DESCRIPTION OF THE EMBODIMENTS

[0028] According to embodiments herein, apparatus and methodologies for improving the seal of ram-style blowout preventers (BOPs) are provided. Generally, a modified ram block for a BOP is provided, each ram block comprising a seal and backup ring configuration for improved extrusion control.

[0029] With reference to Fig. 8, a blowout preventer 10 commonly comprises a main body 12 connected at a wellhead forming a through bore 14 in fluid communication with a well. The through bore 14 forms part of a main flow channel for fluids flowing from the well. The body 12 is provided with a pair of opposing ram actuators 16,16 arranged perpendicularly to the bore 14.

#### Source excerpt:
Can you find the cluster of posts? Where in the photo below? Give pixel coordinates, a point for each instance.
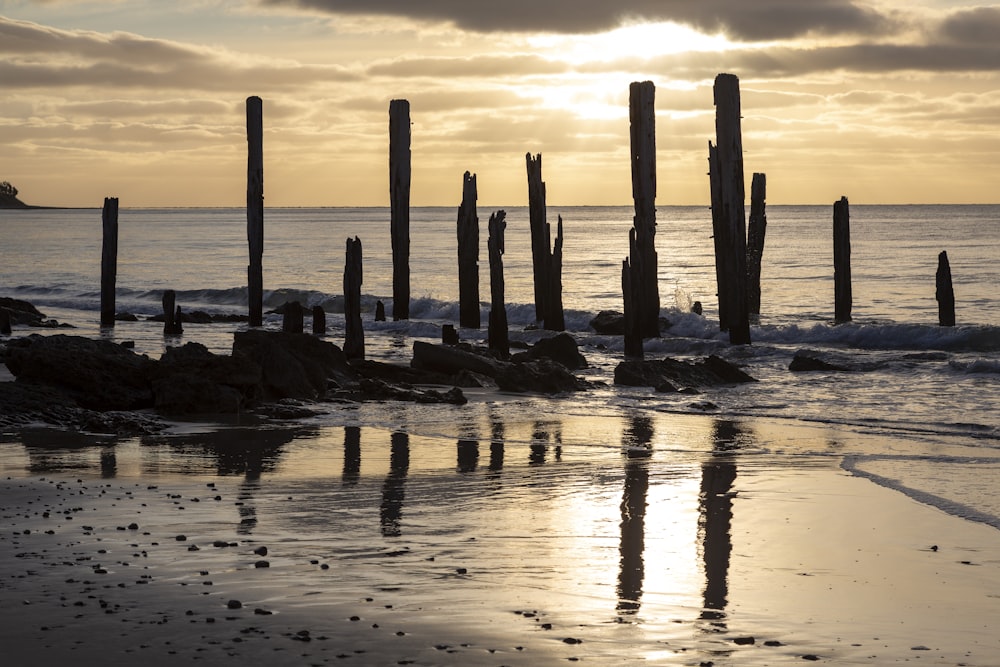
(739, 246)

#### Exercise prompt:
For each statement, decide whether it agrees with the blowout preventer passage, answering yes or no and quoting the words of the passage that decide it. 1. Each modified ram block includes a seal and backup ring configuration. 2. The ram actuators are arranged parallel to the through bore. 3. The through bore makes up the whole main flow channel for fluids from the well.

#### Expected answer:
1. Yes: "each ram block comprising a seal and backup ring configuration for improved extrusion control."
2. No: "arranged perpendicularly to the bore 14."
3. No: "The through bore 14 forms part of a main flow channel for fluids flowing from the well."